Source passage:
Sumi-e ink-wash illustration: a quiet path winding into soft mist.

Right livelihood (sammā-ājīva) is the fifth factor of the Noble Eightfold Path: earning your living in a way that does not cause harm. The Buddha named five trades a lay follower should avoid — weapons, human beings, meat, intoxicants, and poison — but the principle reaches further: the way you make your money should not require you to break the path’s other ethical factors.

The short answer

Sammā-ājīva extends Buddhist ethics into one of the largest parts of a life: how we earn a living. It is the third of the path’s ethical factors, after right speech and right action, and it simply carries the same principle of non-harming into the economic sphere. The Magga-vibhaṅga Sutta (SN 45.8) defines it as abandoning wrong, dishonest livelihood and keeping one’s life going by right means. The most concrete guidance comes in the Vaṇijjā Sutta (AN 5.177), where the Buddha says, “A lay follower should not engage in five types of business” — namely “business in weapons, business in human beings, business in meat, business in intoxicants, and business in poison” (trans. Ṭhānissaro Bhikkhu). The question right livelihood asks is direct: does the way I earn my living cause harm? (Unfamiliar terms are in the glossary.)

In more depth

What right livelihood means

We spend an enormous share of our waking lives working, so it would be a strange ethics that fell silent on how we earn. Right livelihood fills that gap. It is not a separate moral system but the same non-harming taught in right speech and right action, applied to one’s means of support: a livelihood should not be built on injuring others, and it should not require breaking the ethical factors — no killing, stealing, or deceiving as the price of a paycheck. SN 45.8’s definition is deliberately broad, contrasting “wrong” livelihood with “right,” because the aim is a principle you can carry into any era’s economy, not a fixed list bound to the Buddha’s own time.

What is asked:
[1] In the passage on right livelihood, which sutta gives the five types of business a lay follower should not engage in?
[2] Translate this sentence from the passage on right livelihood into Spanish: "We spend an enormous share of our waking lives working, so it would be a strange ethics that fell silent on how we earn."

Entries shown:
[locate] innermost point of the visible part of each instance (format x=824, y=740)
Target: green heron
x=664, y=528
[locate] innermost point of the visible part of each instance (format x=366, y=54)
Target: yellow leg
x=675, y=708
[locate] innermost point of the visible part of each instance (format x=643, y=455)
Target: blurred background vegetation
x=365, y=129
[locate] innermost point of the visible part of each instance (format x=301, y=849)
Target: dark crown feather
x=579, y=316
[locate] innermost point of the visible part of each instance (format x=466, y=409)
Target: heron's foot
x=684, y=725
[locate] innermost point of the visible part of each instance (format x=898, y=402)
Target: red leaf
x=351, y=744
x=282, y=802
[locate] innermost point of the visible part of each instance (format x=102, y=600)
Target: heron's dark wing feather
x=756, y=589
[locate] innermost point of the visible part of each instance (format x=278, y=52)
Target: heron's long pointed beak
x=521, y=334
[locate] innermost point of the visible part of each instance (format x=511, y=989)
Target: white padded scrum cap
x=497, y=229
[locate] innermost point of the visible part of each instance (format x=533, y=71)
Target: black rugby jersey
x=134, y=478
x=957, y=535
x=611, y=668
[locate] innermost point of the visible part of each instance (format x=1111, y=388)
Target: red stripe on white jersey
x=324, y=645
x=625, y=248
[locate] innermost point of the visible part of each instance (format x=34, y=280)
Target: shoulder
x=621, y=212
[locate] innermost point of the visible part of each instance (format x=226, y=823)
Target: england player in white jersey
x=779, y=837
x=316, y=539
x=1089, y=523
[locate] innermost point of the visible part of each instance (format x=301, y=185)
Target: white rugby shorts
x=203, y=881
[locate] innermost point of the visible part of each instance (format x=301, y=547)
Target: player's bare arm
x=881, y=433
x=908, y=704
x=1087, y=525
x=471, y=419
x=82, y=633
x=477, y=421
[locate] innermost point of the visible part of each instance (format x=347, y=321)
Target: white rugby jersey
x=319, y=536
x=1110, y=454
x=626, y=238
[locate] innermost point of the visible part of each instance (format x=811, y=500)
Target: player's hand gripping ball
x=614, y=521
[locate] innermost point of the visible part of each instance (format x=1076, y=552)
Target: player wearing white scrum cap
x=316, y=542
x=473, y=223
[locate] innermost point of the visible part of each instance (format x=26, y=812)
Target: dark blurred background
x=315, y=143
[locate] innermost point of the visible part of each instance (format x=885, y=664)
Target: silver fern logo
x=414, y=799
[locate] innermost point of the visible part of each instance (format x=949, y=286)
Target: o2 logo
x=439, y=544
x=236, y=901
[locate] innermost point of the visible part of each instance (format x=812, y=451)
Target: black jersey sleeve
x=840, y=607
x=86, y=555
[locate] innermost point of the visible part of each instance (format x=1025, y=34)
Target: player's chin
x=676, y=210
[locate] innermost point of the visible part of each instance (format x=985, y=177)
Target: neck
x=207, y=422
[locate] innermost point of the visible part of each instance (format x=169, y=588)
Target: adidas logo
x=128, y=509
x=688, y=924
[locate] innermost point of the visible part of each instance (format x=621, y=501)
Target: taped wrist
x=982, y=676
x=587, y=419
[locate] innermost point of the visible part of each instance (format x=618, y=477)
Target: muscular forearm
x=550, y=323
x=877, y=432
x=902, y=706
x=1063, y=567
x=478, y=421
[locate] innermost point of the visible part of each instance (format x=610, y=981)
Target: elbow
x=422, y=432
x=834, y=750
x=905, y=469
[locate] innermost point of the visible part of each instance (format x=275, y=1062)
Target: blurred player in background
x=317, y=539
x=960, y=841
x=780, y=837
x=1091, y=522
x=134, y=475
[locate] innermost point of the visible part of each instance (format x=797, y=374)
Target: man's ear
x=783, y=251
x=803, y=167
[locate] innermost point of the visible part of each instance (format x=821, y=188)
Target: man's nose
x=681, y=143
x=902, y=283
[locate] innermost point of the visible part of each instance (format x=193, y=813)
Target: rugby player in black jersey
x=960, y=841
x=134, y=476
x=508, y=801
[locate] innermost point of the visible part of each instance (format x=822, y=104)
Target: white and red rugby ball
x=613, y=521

Solutions per task:
[1] The Vaṇijjā Sutta (AN 5.177).

[2] Pasamos una parte enorme de nuestras horas de vigilia trabajando, así que sería una ética extraña la que guardara silencio sobre cómo nos ganamos la vida.